* Record list
►

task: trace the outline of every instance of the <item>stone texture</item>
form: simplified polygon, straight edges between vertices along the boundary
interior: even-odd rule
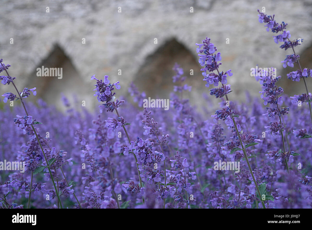
[[[26,86],[45,86],[38,96],[57,105],[61,92],[74,93],[90,108],[98,104],[90,91],[92,74],[98,78],[108,75],[112,81],[118,79],[120,94],[126,96],[128,86],[134,81],[148,96],[168,97],[165,92],[172,85],[171,69],[178,62],[186,74],[194,69],[188,81],[195,89],[190,96],[199,105],[202,100],[198,98],[207,90],[198,69],[195,44],[208,36],[221,53],[222,69],[232,70],[233,75],[228,78],[234,90],[231,98],[243,100],[246,90],[256,95],[261,89],[250,76],[251,68],[257,64],[276,67],[278,74],[285,78],[287,72],[280,62],[291,53],[279,49],[272,33],[259,23],[257,9],[265,7],[266,13],[274,13],[278,21],[288,23],[291,38],[305,39],[295,50],[300,54],[305,51],[301,59],[308,67],[311,6],[308,0],[3,0],[0,52],[5,63],[12,66],[10,73],[18,78],[21,90]],[[47,7],[49,13],[46,13]],[[190,12],[191,7],[193,13]],[[13,44],[10,43],[11,38]],[[227,38],[229,44],[226,44]],[[63,60],[58,60],[58,57]],[[63,79],[37,77],[36,69],[43,63],[63,68]],[[293,84],[287,80],[281,84],[290,94],[304,92],[301,82]],[[0,90],[12,91],[10,86],[2,86]]]

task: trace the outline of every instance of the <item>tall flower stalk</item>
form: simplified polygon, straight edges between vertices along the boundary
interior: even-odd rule
[[[95,75],[92,75],[91,78],[91,80],[95,79],[96,80],[96,84],[94,85],[95,86],[95,88],[93,90],[95,91],[94,96],[97,97],[98,101],[99,102],[102,101],[105,102],[102,105],[99,106],[99,107],[100,108],[100,112],[102,112],[104,109],[106,109],[107,112],[113,112],[114,111],[116,112],[116,114],[118,117],[117,118],[118,121],[117,121],[115,119],[114,120],[116,121],[116,124],[113,124],[113,125],[115,127],[117,126],[119,127],[120,126],[122,127],[126,135],[127,136],[129,143],[131,144],[131,141],[130,140],[130,138],[128,134],[128,132],[127,131],[126,127],[124,126],[125,123],[123,120],[122,117],[121,117],[119,115],[118,110],[117,110],[117,108],[121,105],[122,103],[124,103],[124,101],[122,100],[119,101],[118,99],[116,99],[115,101],[115,98],[114,95],[116,94],[116,93],[112,92],[115,89],[114,87],[115,87],[117,89],[119,89],[120,88],[120,85],[118,84],[119,82],[117,81],[114,84],[110,84],[110,80],[108,79],[108,75],[105,75],[104,76],[104,81],[102,79],[101,79],[100,80],[98,80],[95,77]],[[138,170],[138,175],[140,181],[140,186],[142,188],[142,180],[140,175],[140,173],[139,170],[139,165],[138,164],[138,160],[134,153],[133,152],[132,154],[135,161],[137,169]],[[142,201],[143,203],[144,204],[144,198],[143,196],[142,196]],[[117,202],[118,202],[118,201]]]
[[[1,77],[2,77],[2,84],[5,84],[7,83],[8,84],[9,84],[10,83],[12,83],[12,84],[13,85],[13,86],[14,87],[14,88],[15,89],[15,90],[16,90],[16,92],[17,92],[17,95],[18,96],[18,99],[19,99],[21,100],[21,102],[23,106],[23,107],[24,108],[24,110],[25,111],[25,113],[26,114],[26,115],[27,116],[29,116],[29,115],[28,115],[28,113],[27,112],[27,110],[26,109],[26,107],[25,106],[25,105],[24,103],[24,102],[23,101],[23,99],[22,98],[27,97],[30,94],[30,93],[29,92],[29,90],[28,90],[28,89],[27,88],[25,88],[25,89],[24,89],[24,90],[23,90],[23,92],[22,92],[21,94],[22,95],[21,95],[21,94],[20,93],[19,91],[17,90],[17,88],[16,88],[16,86],[15,86],[15,84],[14,84],[14,82],[13,82],[13,80],[15,78],[12,78],[11,76],[10,76],[10,75],[8,73],[7,70],[7,69],[8,69],[9,67],[11,66],[10,65],[4,65],[2,63],[2,59],[0,59],[0,64],[1,64],[1,66],[0,67],[1,67],[0,68],[0,70],[1,70],[1,71],[0,71],[0,72],[2,72],[3,70],[5,71],[6,73],[7,74],[7,78],[4,79],[4,78],[3,77],[3,76],[1,76]],[[4,79],[4,81],[3,81]],[[25,89],[27,89],[25,90]],[[32,91],[33,92],[33,93],[34,92],[34,90],[35,89],[36,89],[36,88],[34,88],[33,89],[33,89],[33,90]],[[15,98],[16,97],[12,93],[7,93],[6,94],[7,95],[10,95],[9,98],[8,98],[9,97],[6,97],[5,96],[5,98],[7,99],[6,100],[7,101],[7,99],[9,99],[11,100],[13,100],[14,99],[15,99]],[[35,95],[35,94],[34,93],[34,94]],[[54,190],[55,192],[55,193],[56,195],[56,196],[57,197],[57,199],[58,201],[58,202],[59,202],[60,205],[61,206],[61,208],[62,208],[63,207],[62,206],[62,203],[61,201],[61,199],[60,199],[60,196],[59,195],[58,192],[57,192],[57,189],[56,188],[56,186],[55,185],[55,183],[54,182],[54,179],[53,179],[53,176],[52,176],[52,174],[51,171],[51,170],[50,169],[50,166],[49,163],[49,162],[48,161],[48,160],[47,159],[46,157],[46,154],[44,152],[44,151],[43,150],[43,149],[42,148],[41,143],[40,143],[40,141],[39,140],[39,138],[38,137],[38,135],[37,134],[37,132],[36,131],[36,130],[34,127],[33,125],[32,124],[31,124],[30,125],[30,126],[31,127],[32,129],[32,130],[33,131],[34,133],[35,134],[35,135],[36,135],[36,138],[37,139],[37,141],[38,142],[38,144],[40,146],[40,149],[41,150],[41,151],[42,152],[42,154],[43,155],[43,157],[44,157],[45,160],[46,161],[46,163],[47,167],[48,168],[48,170],[49,171],[49,173],[50,175],[50,176],[51,177],[51,180],[52,181],[52,183],[53,184],[53,186],[54,188]],[[33,172],[32,172],[32,176],[31,176],[32,179],[32,178],[33,173]],[[28,205],[27,205],[28,207],[29,207],[29,203],[30,202],[29,201],[30,200],[30,197],[31,193],[31,185],[30,187],[31,187],[31,189],[30,189],[29,191],[29,198],[28,198]]]
[[[261,23],[264,22],[266,23],[265,26],[267,27],[267,31],[269,31],[271,29],[271,31],[273,33],[277,33],[279,32],[282,32],[282,33],[273,36],[275,43],[278,44],[279,42],[283,42],[284,43],[280,47],[280,48],[285,49],[285,50],[289,48],[291,48],[292,50],[293,54],[286,55],[284,60],[282,61],[281,62],[283,64],[283,66],[284,68],[286,68],[287,66],[293,67],[294,62],[297,62],[298,64],[300,69],[287,74],[287,77],[289,79],[295,81],[299,81],[300,78],[303,79],[306,94],[302,94],[300,95],[295,95],[294,97],[297,99],[297,102],[301,101],[301,102],[308,102],[310,110],[310,117],[312,124],[312,108],[311,104],[311,102],[312,101],[312,96],[311,93],[309,93],[305,79],[309,77],[312,77],[312,70],[307,68],[302,69],[299,61],[300,56],[296,54],[294,49],[294,47],[295,46],[301,44],[303,39],[299,38],[290,41],[289,39],[291,36],[290,33],[289,31],[286,31],[285,30],[287,25],[287,23],[285,23],[284,22],[282,22],[280,24],[277,23],[274,19],[274,14],[273,16],[268,16],[262,12],[261,12],[259,10],[258,10],[258,12],[260,14],[258,14],[259,22]],[[301,100],[302,99],[303,100]]]
[[[231,92],[231,85],[229,84],[226,85],[227,82],[227,75],[230,76],[233,75],[231,73],[231,70],[230,69],[225,73],[223,71],[220,72],[219,71],[219,66],[221,64],[221,62],[218,63],[221,60],[221,54],[219,52],[216,54],[214,54],[217,51],[217,49],[213,43],[210,42],[210,39],[206,38],[206,39],[202,40],[202,43],[196,43],[196,45],[198,46],[196,50],[199,56],[199,64],[204,68],[201,69],[201,70],[203,71],[202,75],[204,77],[203,80],[206,81],[207,83],[206,84],[207,87],[208,87],[209,85],[213,84],[215,86],[217,86],[221,82],[222,87],[217,88],[214,88],[210,90],[210,94],[214,95],[217,98],[221,98],[225,96],[227,101],[228,102],[228,106],[223,107],[222,110],[217,110],[216,112],[216,115],[215,115],[217,119],[221,119],[224,120],[226,120],[227,122],[232,122],[232,124],[235,127],[237,136],[236,138],[239,140],[239,142],[241,146],[241,148],[237,150],[242,150],[244,153],[244,156],[248,166],[248,168],[252,179],[255,184],[258,192],[259,197],[261,197],[261,194],[258,187],[257,181],[255,179],[255,176],[252,172],[252,170],[250,166],[246,152],[246,148],[248,147],[246,144],[243,144],[242,141],[241,137],[240,132],[238,131],[237,125],[234,119],[235,115],[231,109],[231,106],[229,104],[230,101],[227,96],[227,94]],[[216,70],[217,74],[214,73],[213,71]],[[207,74],[208,71],[209,73]],[[231,123],[232,123],[231,122]],[[254,140],[256,138],[254,138]],[[232,141],[233,142],[233,141]],[[234,142],[233,142],[234,144]],[[230,145],[229,143],[225,144],[227,147],[227,149],[231,149],[229,147]],[[234,147],[236,145],[234,144],[232,147],[232,149],[235,149]],[[264,203],[263,201],[261,201],[262,207],[264,208],[266,208]]]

◄

Return each line of the data above that contains the word "task".

task: trace the outline of every instance of the <item>stone texture</item>
task: trace the outline of every instance of the <item>tall flower stalk</item>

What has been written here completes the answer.